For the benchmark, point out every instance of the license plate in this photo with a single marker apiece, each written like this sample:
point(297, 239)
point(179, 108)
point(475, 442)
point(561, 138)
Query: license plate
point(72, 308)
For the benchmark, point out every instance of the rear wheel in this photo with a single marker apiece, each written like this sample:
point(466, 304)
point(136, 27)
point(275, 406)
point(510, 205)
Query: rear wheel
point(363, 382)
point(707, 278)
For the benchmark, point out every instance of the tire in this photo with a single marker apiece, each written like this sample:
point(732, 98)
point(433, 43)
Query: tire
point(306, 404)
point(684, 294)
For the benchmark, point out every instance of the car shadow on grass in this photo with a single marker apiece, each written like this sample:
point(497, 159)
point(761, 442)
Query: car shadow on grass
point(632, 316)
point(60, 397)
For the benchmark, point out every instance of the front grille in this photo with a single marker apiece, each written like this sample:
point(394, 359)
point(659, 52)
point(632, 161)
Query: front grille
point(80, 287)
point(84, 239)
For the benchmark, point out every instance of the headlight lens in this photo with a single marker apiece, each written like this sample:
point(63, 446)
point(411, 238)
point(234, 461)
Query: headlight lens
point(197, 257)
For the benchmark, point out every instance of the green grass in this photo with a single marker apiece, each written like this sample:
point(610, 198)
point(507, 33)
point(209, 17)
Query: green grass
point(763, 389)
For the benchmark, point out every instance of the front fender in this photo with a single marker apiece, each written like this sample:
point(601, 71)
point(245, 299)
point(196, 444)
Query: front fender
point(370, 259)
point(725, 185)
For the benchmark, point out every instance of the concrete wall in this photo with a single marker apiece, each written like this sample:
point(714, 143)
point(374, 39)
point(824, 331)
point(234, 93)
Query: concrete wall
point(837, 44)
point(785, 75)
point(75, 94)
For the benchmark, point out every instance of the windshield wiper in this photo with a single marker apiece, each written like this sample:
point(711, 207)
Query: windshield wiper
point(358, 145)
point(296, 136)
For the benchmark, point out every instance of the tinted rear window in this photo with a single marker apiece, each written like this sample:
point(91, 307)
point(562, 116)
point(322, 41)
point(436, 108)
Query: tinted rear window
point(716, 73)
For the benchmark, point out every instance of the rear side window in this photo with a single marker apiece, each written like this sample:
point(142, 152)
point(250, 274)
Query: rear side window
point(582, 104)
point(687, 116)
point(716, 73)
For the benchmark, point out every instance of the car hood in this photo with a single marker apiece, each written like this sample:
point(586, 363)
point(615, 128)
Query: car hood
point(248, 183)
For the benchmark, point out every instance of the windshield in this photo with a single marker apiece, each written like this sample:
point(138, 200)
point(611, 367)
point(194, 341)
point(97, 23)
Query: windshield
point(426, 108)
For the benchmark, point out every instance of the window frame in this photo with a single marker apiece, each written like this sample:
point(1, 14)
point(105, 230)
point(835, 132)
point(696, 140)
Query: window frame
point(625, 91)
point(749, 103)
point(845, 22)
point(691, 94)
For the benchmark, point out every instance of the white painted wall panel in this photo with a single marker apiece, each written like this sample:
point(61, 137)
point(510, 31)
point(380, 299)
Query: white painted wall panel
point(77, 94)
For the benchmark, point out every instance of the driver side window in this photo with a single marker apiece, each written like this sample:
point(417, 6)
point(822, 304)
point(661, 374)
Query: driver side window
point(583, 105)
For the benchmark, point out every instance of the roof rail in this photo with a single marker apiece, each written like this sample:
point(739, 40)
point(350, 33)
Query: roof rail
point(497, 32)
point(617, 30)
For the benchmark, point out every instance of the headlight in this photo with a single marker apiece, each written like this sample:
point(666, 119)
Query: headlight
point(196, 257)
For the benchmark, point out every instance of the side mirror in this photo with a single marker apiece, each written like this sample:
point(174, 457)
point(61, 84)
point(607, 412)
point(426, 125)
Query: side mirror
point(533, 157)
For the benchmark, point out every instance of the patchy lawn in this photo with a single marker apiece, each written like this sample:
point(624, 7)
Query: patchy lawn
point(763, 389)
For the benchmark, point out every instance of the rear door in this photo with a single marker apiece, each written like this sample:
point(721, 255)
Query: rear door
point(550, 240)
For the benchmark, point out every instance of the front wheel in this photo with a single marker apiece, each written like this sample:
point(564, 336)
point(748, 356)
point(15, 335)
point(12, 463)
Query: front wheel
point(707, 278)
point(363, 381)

────────────────────

* **What the task asks**
Please copy all of the rows above word for word, keeping every line and its order unchanged.

* **Task response**
For the benchmark, point out every instance of the license plate in this photo with a single marker apiece, each written like this sample:
point(297, 239)
point(179, 108)
point(475, 442)
point(561, 138)
Query: license plate
point(72, 308)
For the benchmark, point out every instance of the rear wheel in this photo with a single marker apiece, each written like this sample:
point(466, 304)
point(136, 27)
point(275, 406)
point(510, 205)
Query: rear wheel
point(363, 382)
point(707, 278)
For the benchmark, point out every instance of the tire in this photo with a single marker apiece, each written like this sample:
point(732, 98)
point(433, 43)
Query: tire
point(306, 404)
point(684, 294)
For the benchmark, point out every instance of the car shadow on grass in this photo with a single marker apiece, each written like this sample:
point(497, 159)
point(761, 442)
Query: car shadow on grass
point(632, 316)
point(60, 397)
For the benchmark, point out every instance of the front grille in this photo with a single marker apiece, each written like this sample:
point(394, 359)
point(659, 52)
point(632, 161)
Query: front grille
point(80, 287)
point(84, 239)
For the benchmark, point out every instance of the headlight lens in this photo with a single marker apiece, each written like this sample:
point(63, 446)
point(411, 238)
point(234, 461)
Query: headlight lens
point(197, 257)
For the benchmark, point out every instance of the green grass in this photo with a single marker apiece, each written like this sample:
point(610, 198)
point(507, 33)
point(209, 17)
Query: green grass
point(763, 389)
For the benchmark, point out every instance of the front fender in this photo with a single marker apiece, each written like this sample:
point(601, 71)
point(245, 299)
point(196, 444)
Query: front fender
point(370, 259)
point(725, 185)
For the benchmark, point out every instance of the concrete wall in this photo with a single marker apiece, each written like this sample:
point(714, 143)
point(374, 39)
point(824, 331)
point(234, 93)
Query: concrete wall
point(837, 44)
point(785, 75)
point(75, 94)
For the benchmark, point out every instance of the windshield wiper in this photo with a single marker apiece, each written like this sample:
point(711, 207)
Query: windshield wiper
point(358, 145)
point(296, 136)
For the benchmark, point out every instance of the tinted rear window in this photo with a single marker apiece, each written like this sample:
point(91, 307)
point(562, 116)
point(322, 41)
point(436, 108)
Query: tinted rear window
point(716, 73)
For the benchmark, point out every instance of the rear side window in this photo with a single marker apiece, each written like this sample:
point(142, 152)
point(250, 274)
Query: rear side window
point(582, 104)
point(687, 116)
point(716, 73)
For the benchmark, point out every instance of the car hood in this photo with a single marker apiece, each written like this sample:
point(586, 363)
point(615, 128)
Query: car hood
point(248, 183)
For the benchmark, point out every instance of the windshield in this photo with a single marker apiece, each written like this sample:
point(138, 200)
point(611, 367)
point(194, 341)
point(97, 23)
Query: windshield
point(426, 108)
For the benchmark, point out every instance of the window frame in this photo with a single marker apiece, each written like this sample:
point(1, 14)
point(105, 230)
point(835, 132)
point(696, 140)
Query: window frame
point(625, 91)
point(749, 103)
point(845, 22)
point(691, 94)
For the benchmark, point out every instance of the white painted wall panel in this photo with a single marker apiece, each written like this sample:
point(61, 137)
point(510, 31)
point(380, 299)
Query: white painted wall panel
point(77, 94)
For the benchmark, point out every instance of the driver side window in this photo with a single marker apiece, each written like this sample:
point(417, 6)
point(822, 304)
point(661, 374)
Query: driver side window
point(583, 105)
For the benchmark, point out every instance of the roof rail in this photo with a single marker apiece, each written like this sample:
point(739, 40)
point(350, 33)
Query: roof rail
point(497, 32)
point(617, 30)
For the benchmark, point out every instance of the headlight in this photo with a single marker apiece, each written like this sample:
point(666, 119)
Query: headlight
point(196, 257)
For the benchmark, point out every instance of the side mirror in this photo with a single marker apiece, each written like this sample:
point(174, 457)
point(61, 84)
point(607, 412)
point(426, 125)
Query: side mirror
point(533, 157)
For the benchmark, point out every instance of the patchy lawn in this photo with a single marker apiece, each written like this sample:
point(624, 7)
Query: patchy lawn
point(763, 389)
For the benchmark, point out every instance of the rear door in this photo with a single marker apiece, each written like this sample:
point(721, 255)
Query: rear door
point(550, 240)
For the benchmark, point out every instance of the front wheel in this photo with a single marker apiece, each written like this sample:
point(564, 336)
point(748, 356)
point(15, 335)
point(12, 463)
Query: front wheel
point(707, 278)
point(363, 381)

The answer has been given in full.